Task to complete -> Copy out the part of the listing below that runs from the line containing "Each instance receives one keypoint. Mark the woman's left" through the last line of the listing, both ends included, without changing a single character.

Material shown ->
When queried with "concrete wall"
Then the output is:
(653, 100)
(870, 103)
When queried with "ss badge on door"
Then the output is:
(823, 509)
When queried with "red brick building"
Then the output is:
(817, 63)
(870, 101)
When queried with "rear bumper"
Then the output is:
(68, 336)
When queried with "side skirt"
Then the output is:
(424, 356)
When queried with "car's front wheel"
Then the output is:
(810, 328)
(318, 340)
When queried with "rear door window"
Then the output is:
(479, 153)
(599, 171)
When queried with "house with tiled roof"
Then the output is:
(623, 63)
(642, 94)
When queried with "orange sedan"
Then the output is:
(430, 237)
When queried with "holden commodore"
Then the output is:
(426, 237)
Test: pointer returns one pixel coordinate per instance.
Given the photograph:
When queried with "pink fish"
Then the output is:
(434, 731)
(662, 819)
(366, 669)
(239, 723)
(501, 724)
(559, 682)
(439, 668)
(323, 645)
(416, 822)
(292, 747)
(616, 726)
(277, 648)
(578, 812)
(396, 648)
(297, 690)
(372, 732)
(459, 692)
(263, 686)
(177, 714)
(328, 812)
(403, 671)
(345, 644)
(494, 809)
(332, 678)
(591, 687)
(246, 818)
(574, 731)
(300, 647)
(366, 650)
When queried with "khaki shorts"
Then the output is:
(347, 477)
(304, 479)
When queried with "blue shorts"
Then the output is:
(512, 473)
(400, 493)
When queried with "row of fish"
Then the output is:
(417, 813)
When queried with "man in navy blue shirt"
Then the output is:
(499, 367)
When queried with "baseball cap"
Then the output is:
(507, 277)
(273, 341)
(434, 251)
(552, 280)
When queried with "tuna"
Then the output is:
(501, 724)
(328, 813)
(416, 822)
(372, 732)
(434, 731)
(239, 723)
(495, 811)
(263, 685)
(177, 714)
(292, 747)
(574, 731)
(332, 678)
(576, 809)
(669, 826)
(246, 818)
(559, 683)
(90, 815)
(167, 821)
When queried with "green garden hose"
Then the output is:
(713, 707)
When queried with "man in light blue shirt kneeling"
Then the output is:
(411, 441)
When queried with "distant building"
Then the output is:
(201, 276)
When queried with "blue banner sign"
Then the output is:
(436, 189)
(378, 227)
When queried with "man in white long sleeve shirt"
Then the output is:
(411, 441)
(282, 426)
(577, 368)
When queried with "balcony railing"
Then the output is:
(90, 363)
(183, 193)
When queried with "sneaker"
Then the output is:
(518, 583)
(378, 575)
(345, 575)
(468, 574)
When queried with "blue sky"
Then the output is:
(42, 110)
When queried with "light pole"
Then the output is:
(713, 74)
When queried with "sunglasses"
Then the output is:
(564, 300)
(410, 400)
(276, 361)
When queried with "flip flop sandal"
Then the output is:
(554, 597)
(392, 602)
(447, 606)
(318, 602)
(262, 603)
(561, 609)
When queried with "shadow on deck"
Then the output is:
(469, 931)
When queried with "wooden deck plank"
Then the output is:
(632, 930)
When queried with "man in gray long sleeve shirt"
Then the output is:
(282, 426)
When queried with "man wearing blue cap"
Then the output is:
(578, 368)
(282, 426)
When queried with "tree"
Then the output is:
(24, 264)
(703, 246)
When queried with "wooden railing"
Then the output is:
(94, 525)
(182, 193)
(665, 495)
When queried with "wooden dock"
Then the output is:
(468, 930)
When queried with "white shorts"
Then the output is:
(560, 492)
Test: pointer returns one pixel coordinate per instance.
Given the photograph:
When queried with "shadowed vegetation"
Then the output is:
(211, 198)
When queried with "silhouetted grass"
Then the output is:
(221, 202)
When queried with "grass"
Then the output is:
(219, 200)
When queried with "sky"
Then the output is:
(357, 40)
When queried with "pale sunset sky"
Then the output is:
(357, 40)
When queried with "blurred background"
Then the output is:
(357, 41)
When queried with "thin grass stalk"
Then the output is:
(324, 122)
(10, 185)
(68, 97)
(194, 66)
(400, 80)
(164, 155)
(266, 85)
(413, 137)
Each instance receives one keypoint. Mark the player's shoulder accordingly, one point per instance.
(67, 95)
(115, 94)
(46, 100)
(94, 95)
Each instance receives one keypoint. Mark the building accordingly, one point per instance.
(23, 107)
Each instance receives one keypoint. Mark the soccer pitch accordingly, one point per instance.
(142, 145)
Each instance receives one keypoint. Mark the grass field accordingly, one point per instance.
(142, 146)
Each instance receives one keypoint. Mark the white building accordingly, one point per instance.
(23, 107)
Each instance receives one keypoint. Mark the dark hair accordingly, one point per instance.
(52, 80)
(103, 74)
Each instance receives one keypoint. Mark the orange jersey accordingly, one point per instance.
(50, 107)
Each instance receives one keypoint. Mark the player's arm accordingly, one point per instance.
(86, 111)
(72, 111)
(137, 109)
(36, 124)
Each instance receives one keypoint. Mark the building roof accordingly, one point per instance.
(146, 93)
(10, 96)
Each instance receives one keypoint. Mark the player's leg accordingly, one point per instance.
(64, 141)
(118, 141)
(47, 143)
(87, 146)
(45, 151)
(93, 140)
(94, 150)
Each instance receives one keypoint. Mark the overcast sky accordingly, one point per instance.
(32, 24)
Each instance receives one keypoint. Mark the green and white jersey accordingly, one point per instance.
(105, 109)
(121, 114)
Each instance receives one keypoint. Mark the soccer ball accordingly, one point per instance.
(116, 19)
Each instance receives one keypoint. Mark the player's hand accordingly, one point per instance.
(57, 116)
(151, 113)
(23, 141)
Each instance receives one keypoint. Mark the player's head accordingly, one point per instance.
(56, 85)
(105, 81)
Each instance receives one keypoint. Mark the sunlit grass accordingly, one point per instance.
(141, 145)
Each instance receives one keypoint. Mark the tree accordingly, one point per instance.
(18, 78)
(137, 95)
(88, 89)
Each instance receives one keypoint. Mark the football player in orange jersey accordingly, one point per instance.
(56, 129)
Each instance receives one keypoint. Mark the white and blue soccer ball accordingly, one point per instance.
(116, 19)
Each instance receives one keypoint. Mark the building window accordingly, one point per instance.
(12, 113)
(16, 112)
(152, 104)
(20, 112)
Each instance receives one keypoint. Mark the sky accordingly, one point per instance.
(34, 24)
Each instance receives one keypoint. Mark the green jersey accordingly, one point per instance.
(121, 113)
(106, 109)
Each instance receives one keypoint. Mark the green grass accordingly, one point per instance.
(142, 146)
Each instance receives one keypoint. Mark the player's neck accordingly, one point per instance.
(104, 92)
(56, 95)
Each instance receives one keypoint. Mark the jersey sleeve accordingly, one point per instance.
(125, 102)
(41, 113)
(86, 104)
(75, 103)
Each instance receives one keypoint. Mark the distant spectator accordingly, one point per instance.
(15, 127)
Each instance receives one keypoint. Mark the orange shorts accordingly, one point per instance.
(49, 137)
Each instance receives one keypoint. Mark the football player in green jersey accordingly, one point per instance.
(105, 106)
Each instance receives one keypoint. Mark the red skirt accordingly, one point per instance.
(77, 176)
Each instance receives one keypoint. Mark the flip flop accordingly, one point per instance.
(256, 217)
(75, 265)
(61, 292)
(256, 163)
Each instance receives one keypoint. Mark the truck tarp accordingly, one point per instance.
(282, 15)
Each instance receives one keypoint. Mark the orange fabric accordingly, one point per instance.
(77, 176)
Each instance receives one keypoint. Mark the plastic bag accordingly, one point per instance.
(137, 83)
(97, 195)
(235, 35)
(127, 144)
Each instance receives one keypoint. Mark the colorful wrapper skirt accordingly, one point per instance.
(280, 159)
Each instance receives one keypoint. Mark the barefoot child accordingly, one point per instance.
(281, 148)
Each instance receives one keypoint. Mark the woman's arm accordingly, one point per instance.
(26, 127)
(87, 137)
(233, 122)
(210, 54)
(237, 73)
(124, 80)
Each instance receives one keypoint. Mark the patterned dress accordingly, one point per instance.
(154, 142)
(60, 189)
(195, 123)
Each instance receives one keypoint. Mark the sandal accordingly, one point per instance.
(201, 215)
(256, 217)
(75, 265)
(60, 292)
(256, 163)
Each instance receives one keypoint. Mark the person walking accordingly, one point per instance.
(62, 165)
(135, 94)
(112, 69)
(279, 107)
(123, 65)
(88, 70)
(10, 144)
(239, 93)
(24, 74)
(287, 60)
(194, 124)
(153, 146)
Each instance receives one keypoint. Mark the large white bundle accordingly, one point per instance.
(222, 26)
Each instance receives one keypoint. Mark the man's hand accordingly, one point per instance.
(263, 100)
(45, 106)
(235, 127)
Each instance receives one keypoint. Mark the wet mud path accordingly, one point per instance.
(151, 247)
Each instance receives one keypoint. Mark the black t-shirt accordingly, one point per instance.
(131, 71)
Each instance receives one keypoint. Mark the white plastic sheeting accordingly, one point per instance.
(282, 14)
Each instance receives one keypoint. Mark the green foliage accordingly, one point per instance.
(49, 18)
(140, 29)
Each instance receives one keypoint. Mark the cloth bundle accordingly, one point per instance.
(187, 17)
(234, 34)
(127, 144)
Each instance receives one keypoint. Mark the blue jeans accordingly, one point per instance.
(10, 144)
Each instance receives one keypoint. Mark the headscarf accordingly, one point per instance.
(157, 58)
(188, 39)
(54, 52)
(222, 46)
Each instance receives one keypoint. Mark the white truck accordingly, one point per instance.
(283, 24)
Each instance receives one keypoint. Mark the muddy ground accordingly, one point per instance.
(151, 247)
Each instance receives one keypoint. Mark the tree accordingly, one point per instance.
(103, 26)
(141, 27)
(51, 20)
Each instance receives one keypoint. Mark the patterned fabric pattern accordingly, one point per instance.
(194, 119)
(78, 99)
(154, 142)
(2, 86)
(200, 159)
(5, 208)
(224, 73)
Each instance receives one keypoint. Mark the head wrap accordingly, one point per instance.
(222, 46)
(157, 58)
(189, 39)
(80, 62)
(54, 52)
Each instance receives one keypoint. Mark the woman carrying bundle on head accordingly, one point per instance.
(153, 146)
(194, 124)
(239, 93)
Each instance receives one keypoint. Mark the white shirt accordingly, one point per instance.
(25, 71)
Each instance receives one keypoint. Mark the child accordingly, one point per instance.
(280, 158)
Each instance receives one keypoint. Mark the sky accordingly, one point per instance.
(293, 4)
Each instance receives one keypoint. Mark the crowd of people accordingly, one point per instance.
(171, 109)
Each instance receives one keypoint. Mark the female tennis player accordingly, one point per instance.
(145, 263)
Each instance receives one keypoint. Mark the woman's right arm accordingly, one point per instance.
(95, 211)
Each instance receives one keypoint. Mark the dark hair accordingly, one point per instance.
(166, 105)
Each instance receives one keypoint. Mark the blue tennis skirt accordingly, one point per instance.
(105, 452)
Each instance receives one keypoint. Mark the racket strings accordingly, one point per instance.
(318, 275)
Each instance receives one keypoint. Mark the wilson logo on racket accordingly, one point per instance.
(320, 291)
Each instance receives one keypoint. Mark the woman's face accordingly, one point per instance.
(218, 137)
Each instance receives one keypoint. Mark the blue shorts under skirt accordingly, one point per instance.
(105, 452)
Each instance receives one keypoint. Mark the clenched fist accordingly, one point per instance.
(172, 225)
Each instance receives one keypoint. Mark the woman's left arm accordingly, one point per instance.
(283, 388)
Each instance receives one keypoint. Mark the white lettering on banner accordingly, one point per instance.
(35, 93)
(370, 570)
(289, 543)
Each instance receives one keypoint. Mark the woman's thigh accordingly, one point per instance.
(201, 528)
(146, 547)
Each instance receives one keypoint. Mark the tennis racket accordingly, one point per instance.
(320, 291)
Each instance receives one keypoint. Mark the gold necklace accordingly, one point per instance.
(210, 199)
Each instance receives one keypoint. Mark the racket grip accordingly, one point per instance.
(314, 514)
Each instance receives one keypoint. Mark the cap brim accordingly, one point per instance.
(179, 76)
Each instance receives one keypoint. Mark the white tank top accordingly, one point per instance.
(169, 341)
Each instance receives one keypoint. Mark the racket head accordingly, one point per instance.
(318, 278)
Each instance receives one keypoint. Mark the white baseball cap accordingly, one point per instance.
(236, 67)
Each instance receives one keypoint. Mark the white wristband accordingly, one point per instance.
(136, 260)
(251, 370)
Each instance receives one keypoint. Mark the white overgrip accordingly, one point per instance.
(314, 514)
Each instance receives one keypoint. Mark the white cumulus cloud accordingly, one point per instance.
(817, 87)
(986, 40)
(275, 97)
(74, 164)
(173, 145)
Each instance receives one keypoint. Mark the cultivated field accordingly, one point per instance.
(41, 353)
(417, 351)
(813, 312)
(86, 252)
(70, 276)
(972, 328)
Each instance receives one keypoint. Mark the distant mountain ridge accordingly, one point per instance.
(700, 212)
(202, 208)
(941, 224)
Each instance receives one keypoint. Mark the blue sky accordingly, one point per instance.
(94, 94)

Worked answer ->
Each instance receives one keypoint. Mark the woman's left arm accordingly, one point per instance.
(283, 388)
Each instance receives one keypoint. Mark the white lettering on banner accordingly, one point per instance.
(35, 93)
(370, 570)
(289, 543)
Each instance receives one keypoint. Mark the woman's thigh accordingly, one point per instance.
(201, 528)
(146, 547)
Each instance receives one keypoint. Mark the tennis racket accordingly, one point per instance.
(320, 291)
Each instance receives one keypoint. Mark the gold necklace accordingly, one point per instance.
(210, 199)
Each instance receives one keypoint. Mark the racket grip accordingly, one point per instance.
(314, 514)
Each instance receives one keypoint. Mark the cap brim accordingly, one point per instance.
(179, 76)
Each instance receives one keypoint. Mark the white tank top accordingly, one point per instance.
(169, 341)
Each instance receives one keypoint. Mark the racket head accordingly, one point per instance.
(318, 278)
Each instance receives one keypoint. Mark the white baseball cap accordingly, one point per instance.
(236, 67)
Each instance receives one keypoint. Mark the white wristband accordingly, one point per instance.
(136, 260)
(251, 370)
Each instance receives one keypoint. Mark the white overgrip accordingly, one point per instance.
(314, 514)
Each instance receives one keypoint. Mark the white cumulus cloud accordingly, one point per instance.
(817, 87)
(986, 40)
(275, 97)
(74, 164)
(173, 145)
Each instance receives one keypoint. Mark the cultivated field accordingly, one point per instance.
(41, 353)
(417, 351)
(813, 312)
(86, 252)
(70, 276)
(972, 328)
Each instance receives one keypoint. Mark the distant mountain ridge accordingly, one point per instance.
(700, 212)
(202, 208)
(941, 224)
Each instance receives one keypoint. Mark the blue sky accordingly, one point per instance.
(94, 94)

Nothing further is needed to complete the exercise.